__Text segment__
- - - - - - -

27051 Towne Centre Drive,
Foothill Ranch, California 92610


 
PROXY STATEMENT


General

      The accompanying proxy is solicited by and on behalf of the Board of Directors of Onyx Acceptance Corporation, a Delaware corporation (the “Company”), in connection with the Annual Meeting of Stockholders to be held at 10:00 a.m. on May 30, 2002, at the Company’s Corporate Headquarters, 27051 Towne Centre Drive, Foothill Ranch, California, 92610, and at any and all postponements and adjournments thereof.

      This Proxy Statement and accompanying proxy will first be mailed to stockholders of record on or about May 8, 2002. The costs of solicitation of proxies will be paid by the Company. In addition to soliciting proxies by mail, the Company’s officers, directors and other regular employees, without additional compensation, may solicit proxies personally or by other appropriate means. The Company will reimburse brokers, banks, fiduciaries and other custodians and nominees holding Common Stock in their names or in the names of their nominees for their reasonable charges and expenses in forwarding proxies and proxy materials to the beneficial owners of such Common Stock.

- - - - - - -

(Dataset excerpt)

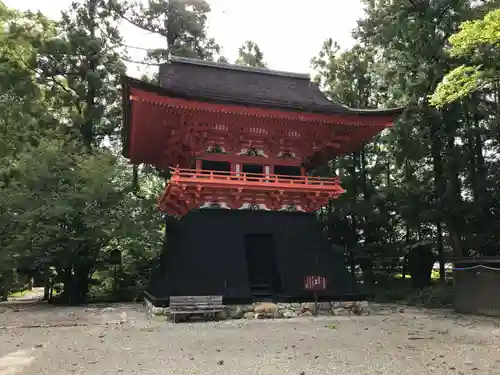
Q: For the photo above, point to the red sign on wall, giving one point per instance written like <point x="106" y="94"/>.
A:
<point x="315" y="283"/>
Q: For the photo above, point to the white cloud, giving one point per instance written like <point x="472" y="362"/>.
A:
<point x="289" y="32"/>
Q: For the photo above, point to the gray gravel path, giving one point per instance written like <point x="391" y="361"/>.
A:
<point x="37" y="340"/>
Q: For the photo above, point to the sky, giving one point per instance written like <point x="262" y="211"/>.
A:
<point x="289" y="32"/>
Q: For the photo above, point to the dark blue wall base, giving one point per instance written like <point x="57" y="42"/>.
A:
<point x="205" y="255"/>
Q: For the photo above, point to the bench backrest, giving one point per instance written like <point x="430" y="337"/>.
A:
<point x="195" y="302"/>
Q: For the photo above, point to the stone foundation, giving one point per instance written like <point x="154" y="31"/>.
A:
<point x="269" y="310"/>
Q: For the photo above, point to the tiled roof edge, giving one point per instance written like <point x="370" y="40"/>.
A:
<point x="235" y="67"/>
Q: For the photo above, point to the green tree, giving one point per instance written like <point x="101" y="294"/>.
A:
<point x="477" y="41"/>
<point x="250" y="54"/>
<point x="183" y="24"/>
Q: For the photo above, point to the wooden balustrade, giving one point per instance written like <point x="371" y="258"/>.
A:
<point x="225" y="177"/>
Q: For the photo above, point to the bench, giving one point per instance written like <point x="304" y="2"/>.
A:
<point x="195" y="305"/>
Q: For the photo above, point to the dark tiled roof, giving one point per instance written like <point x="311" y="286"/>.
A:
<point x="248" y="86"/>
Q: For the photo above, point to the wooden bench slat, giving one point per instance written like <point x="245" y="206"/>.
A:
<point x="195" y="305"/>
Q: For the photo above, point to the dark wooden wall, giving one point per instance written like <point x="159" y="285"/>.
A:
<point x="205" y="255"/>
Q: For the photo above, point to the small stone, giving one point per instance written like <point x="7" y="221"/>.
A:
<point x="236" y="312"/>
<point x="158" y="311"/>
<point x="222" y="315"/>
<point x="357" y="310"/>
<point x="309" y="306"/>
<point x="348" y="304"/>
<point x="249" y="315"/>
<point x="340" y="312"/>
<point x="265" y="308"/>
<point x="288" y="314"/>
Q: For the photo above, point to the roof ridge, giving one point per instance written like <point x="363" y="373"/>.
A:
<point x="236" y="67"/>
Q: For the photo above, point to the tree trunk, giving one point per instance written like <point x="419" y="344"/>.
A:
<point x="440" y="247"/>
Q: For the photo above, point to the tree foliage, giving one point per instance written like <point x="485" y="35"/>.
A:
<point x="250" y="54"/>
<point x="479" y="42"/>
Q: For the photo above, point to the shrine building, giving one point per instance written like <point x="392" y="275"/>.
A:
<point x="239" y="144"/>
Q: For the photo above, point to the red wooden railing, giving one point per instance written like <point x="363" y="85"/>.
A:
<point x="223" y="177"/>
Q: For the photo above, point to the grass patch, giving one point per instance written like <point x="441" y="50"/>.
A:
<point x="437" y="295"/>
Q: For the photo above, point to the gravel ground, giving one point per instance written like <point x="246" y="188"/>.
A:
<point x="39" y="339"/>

- - - - - - -

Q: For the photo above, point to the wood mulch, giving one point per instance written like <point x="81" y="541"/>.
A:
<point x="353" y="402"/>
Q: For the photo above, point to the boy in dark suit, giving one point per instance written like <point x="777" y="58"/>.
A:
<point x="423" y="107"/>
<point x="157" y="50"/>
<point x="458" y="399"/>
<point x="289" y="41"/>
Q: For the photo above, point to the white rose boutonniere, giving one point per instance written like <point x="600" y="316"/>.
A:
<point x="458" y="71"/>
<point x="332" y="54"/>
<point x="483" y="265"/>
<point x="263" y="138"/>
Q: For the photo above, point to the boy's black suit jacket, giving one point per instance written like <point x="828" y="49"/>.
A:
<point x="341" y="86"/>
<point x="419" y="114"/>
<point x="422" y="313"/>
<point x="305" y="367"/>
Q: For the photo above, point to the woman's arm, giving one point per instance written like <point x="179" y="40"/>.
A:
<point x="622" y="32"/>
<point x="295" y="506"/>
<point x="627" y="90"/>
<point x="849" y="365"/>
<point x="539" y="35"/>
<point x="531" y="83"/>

- - - - - - -

__Task requirements__
1 - According to the proxy statement, at what time and on what date will the Annual Meeting of Stockholders be held?
2 - Reproduce the portion of the proxy statement starting at "This Proxy Statement" and ending at "such Common Stock.".

__Answers per task__
1 - At 10:00 a.m. on May 30, 2002.

2 -
This Proxy Statement and accompanying proxy will first be mailed to stockholders of record on or about May 8, 2002. The costs of solicitation of proxies will be paid by the Company. In addition to soliciting proxies by mail, the Company’s officers, directors and other regular employees, without additional compensation, may solicit proxies personally or by other appropriate means. The Company will reimburse brokers, banks, fiduciaries and other custodians and nominees holding Common Stock in their names or in the names of their nominees for their reasonable charges and expenses in forwarding proxies and proxy materials to the beneficial owners of such Common Stock.